■ Records to use:
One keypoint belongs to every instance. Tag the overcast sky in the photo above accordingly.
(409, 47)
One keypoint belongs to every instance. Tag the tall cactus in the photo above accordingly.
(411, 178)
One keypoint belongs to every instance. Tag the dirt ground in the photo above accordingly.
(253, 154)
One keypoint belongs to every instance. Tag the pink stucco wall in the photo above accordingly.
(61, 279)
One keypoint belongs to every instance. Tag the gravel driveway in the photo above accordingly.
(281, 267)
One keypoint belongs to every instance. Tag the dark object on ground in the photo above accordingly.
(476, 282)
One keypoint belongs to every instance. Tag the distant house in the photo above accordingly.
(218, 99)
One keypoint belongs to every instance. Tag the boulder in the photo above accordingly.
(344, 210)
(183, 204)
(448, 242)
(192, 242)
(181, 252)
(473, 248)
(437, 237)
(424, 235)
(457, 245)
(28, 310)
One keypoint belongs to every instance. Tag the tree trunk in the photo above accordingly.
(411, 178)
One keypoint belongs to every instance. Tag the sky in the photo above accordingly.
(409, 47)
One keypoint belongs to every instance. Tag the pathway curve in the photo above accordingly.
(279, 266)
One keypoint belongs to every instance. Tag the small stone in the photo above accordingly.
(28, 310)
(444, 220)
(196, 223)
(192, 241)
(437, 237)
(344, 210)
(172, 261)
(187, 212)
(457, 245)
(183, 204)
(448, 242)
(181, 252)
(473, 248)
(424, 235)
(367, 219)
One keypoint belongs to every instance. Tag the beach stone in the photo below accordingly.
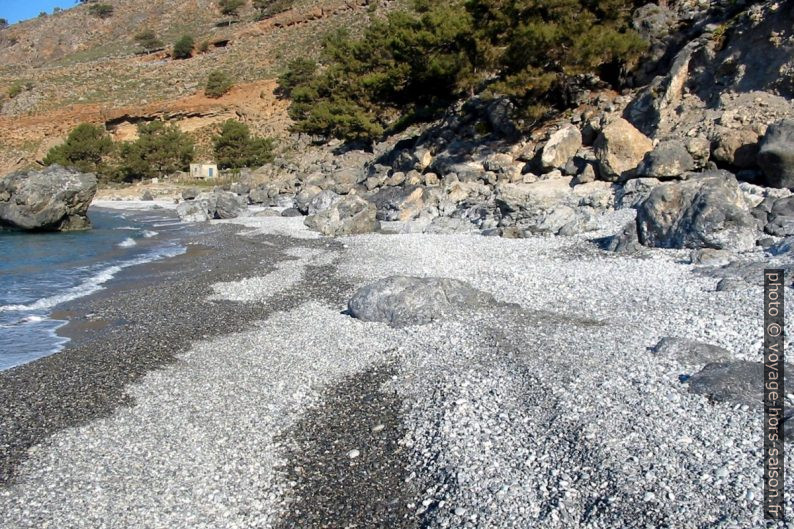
(738, 382)
(620, 148)
(737, 148)
(190, 193)
(776, 154)
(239, 188)
(401, 301)
(398, 203)
(352, 215)
(732, 284)
(54, 199)
(706, 211)
(291, 212)
(561, 147)
(450, 225)
(322, 201)
(267, 213)
(228, 205)
(305, 196)
(625, 241)
(669, 159)
(691, 352)
(635, 191)
(192, 211)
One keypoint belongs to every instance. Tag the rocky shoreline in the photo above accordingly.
(249, 393)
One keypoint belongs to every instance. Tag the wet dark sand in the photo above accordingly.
(145, 316)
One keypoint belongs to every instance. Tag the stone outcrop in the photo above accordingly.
(212, 205)
(561, 147)
(351, 215)
(620, 148)
(706, 211)
(776, 154)
(401, 301)
(55, 199)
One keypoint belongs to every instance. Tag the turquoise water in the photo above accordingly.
(40, 271)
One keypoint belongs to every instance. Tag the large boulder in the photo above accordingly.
(736, 148)
(561, 147)
(690, 352)
(228, 205)
(305, 196)
(352, 215)
(55, 199)
(620, 148)
(212, 205)
(776, 154)
(707, 211)
(738, 382)
(398, 203)
(322, 201)
(192, 211)
(401, 301)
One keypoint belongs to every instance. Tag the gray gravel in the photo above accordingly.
(552, 413)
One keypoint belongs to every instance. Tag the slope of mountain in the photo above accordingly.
(75, 67)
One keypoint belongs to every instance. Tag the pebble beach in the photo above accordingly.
(234, 390)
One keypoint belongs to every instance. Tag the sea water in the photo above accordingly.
(40, 271)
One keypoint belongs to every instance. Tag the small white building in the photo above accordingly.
(203, 170)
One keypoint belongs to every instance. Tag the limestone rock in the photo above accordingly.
(707, 211)
(55, 199)
(401, 301)
(561, 147)
(669, 159)
(351, 215)
(620, 148)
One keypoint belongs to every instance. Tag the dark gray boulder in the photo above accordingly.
(190, 193)
(351, 215)
(625, 241)
(776, 154)
(55, 199)
(706, 211)
(690, 352)
(739, 382)
(212, 205)
(291, 212)
(228, 205)
(401, 301)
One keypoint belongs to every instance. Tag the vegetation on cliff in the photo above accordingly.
(413, 64)
(236, 147)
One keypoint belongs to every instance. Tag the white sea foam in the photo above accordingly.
(92, 284)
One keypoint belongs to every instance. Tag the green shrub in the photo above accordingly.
(16, 89)
(269, 8)
(218, 83)
(230, 7)
(85, 149)
(101, 10)
(183, 48)
(159, 150)
(148, 40)
(299, 72)
(413, 64)
(236, 148)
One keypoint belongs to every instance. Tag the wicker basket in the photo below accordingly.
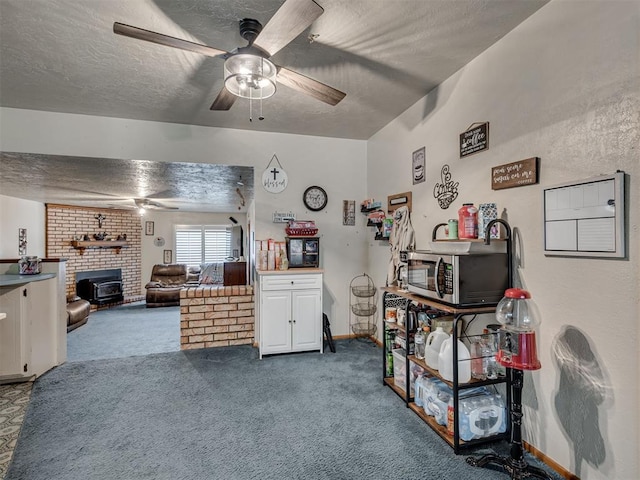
(364, 309)
(364, 291)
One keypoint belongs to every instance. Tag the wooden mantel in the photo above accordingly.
(84, 244)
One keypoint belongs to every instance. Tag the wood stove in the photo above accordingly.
(100, 286)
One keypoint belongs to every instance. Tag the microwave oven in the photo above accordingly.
(461, 280)
(303, 252)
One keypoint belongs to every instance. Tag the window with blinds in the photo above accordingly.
(197, 244)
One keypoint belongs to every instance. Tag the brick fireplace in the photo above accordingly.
(67, 224)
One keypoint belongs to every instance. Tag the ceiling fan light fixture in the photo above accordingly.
(250, 76)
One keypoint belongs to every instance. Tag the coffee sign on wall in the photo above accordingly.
(515, 174)
(475, 139)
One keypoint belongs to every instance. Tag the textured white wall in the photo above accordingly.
(563, 86)
(338, 165)
(16, 213)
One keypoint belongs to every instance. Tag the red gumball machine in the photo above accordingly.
(517, 351)
(519, 318)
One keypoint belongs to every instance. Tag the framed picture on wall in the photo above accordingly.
(348, 212)
(418, 160)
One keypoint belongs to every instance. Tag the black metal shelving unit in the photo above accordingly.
(392, 296)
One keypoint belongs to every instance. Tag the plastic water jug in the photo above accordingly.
(432, 346)
(445, 361)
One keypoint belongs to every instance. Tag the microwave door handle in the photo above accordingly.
(435, 279)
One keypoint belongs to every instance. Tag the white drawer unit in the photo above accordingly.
(289, 312)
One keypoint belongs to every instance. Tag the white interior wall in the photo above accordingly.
(563, 86)
(337, 165)
(16, 213)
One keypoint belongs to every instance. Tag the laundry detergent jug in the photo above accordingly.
(445, 361)
(432, 346)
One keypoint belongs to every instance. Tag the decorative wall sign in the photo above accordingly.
(22, 241)
(447, 190)
(101, 218)
(283, 217)
(586, 218)
(398, 200)
(418, 171)
(348, 212)
(274, 180)
(315, 198)
(474, 139)
(516, 174)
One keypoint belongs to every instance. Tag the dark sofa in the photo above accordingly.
(163, 290)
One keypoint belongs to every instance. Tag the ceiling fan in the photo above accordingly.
(248, 71)
(147, 204)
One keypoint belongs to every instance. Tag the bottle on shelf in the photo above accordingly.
(419, 344)
(468, 221)
(483, 362)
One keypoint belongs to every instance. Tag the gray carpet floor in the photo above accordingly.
(124, 331)
(224, 414)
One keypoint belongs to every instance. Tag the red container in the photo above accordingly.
(468, 221)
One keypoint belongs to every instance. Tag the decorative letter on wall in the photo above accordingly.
(274, 180)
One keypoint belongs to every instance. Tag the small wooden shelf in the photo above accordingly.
(471, 384)
(438, 305)
(84, 244)
(389, 381)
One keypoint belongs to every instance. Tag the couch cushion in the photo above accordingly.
(212, 273)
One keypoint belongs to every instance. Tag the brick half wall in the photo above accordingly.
(214, 316)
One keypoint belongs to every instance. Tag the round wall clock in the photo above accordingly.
(315, 198)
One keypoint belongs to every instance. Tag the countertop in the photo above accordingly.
(291, 271)
(8, 279)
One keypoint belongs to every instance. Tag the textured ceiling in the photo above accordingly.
(62, 56)
(111, 183)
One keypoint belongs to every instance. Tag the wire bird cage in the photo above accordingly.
(363, 306)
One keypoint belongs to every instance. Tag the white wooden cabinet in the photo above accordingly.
(290, 311)
(28, 338)
(15, 343)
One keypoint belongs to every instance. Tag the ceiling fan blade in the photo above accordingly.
(311, 87)
(293, 17)
(161, 39)
(224, 100)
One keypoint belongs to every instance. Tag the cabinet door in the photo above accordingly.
(307, 316)
(14, 333)
(275, 322)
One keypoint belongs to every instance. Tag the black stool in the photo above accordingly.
(326, 328)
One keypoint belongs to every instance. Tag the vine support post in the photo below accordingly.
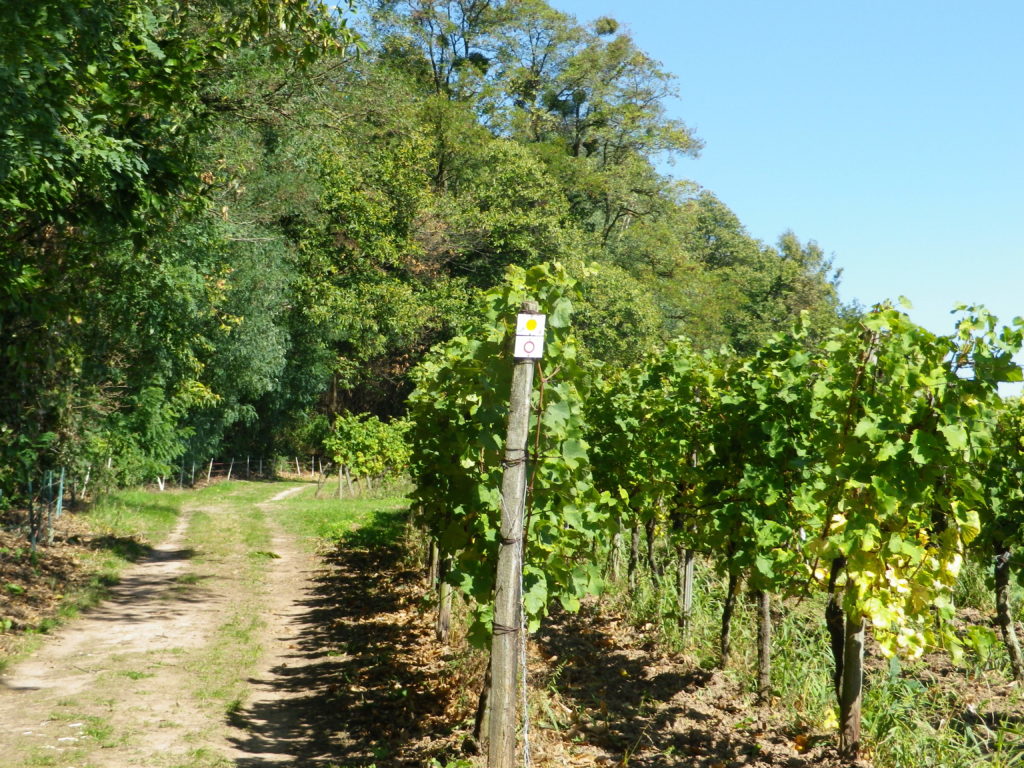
(853, 680)
(1004, 614)
(507, 632)
(763, 602)
(684, 587)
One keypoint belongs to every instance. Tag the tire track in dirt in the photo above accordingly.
(118, 677)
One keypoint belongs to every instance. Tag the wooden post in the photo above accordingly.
(507, 634)
(1004, 614)
(853, 681)
(60, 495)
(763, 602)
(684, 588)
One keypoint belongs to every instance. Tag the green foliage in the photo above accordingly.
(369, 446)
(459, 413)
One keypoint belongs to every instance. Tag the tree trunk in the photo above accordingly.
(634, 557)
(836, 624)
(853, 680)
(763, 601)
(730, 604)
(1004, 614)
(684, 588)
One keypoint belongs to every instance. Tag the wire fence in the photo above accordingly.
(35, 507)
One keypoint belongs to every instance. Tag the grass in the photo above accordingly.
(125, 525)
(912, 716)
(379, 516)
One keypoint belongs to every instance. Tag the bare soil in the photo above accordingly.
(352, 676)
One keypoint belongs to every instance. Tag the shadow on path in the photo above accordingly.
(650, 712)
(360, 681)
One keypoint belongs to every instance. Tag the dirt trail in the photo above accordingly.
(117, 688)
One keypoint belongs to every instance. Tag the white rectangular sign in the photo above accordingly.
(528, 324)
(529, 336)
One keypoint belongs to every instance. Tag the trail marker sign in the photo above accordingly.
(529, 336)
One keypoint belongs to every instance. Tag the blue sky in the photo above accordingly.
(890, 132)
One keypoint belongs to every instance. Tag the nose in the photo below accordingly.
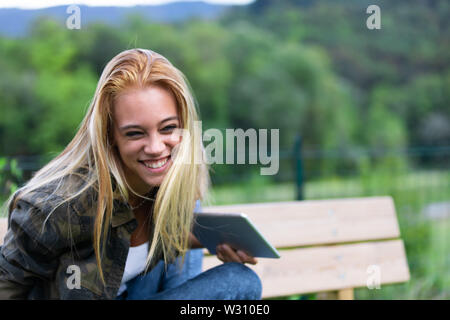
(154, 146)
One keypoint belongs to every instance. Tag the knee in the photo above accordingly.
(248, 283)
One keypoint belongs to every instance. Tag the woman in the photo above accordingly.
(110, 217)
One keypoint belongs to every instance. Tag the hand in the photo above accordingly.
(227, 254)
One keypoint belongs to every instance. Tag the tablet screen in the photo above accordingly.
(235, 229)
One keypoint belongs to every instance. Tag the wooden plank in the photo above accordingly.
(297, 223)
(3, 227)
(330, 268)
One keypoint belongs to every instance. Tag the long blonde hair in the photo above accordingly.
(92, 149)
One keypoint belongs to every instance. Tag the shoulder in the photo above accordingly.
(67, 196)
(52, 213)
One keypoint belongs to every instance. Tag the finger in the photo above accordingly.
(219, 255)
(246, 258)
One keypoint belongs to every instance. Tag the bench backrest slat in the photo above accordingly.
(301, 223)
(329, 268)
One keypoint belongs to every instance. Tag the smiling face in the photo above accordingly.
(144, 120)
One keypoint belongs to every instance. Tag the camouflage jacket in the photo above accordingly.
(37, 258)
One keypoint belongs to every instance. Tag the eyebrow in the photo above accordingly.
(129, 126)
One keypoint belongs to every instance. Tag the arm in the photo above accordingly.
(27, 255)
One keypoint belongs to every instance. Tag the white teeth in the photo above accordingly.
(156, 165)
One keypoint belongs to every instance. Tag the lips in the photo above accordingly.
(155, 164)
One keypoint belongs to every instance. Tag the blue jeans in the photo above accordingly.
(229, 281)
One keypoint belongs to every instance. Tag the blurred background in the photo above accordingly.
(360, 112)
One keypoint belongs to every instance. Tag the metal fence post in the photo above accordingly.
(298, 163)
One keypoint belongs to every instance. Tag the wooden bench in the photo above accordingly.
(328, 247)
(325, 245)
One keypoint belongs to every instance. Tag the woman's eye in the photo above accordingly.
(132, 133)
(169, 128)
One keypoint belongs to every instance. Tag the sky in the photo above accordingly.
(36, 4)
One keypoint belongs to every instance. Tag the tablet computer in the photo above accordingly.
(235, 229)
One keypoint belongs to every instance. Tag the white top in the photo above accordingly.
(135, 264)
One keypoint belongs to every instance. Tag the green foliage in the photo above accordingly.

■ Task objective: Take the line with "One keypoint belongs to every instance. Tag the lips" and all lines after it to the last line, and reproduce them exactly.

■ Task answer:
One keypoint belongs to every instance. Tag the lips in the photo above accordingly.
(155, 164)
One keypoint belongs to every instance. Tag the blue jeans in the photo above accordingly.
(229, 281)
One keypoint belongs to every instance. Tag the blurred background in the photo above accordingly.
(360, 112)
One keypoint belongs to every instance. Tag the metal fence post in the photo above accordingly.
(298, 163)
One keypoint belongs to every instance. Tag the wooden bench in the photo above accordingly.
(328, 247)
(325, 245)
One keypoint belongs to every instance. Tag the woman's eye in the photo above accordingly.
(132, 133)
(169, 128)
One keypoint belongs to every instance. Tag the sky in the photo above accordingly.
(36, 4)
One keypoint belongs to every instance. Tag the tablet computer in the photo above accordingly.
(235, 229)
One keypoint belongs to every instance. Tag the white top in the photo above accordingly.
(135, 264)
One keypoint belongs to every instance. Tag the green foliage in the photo above accordingly.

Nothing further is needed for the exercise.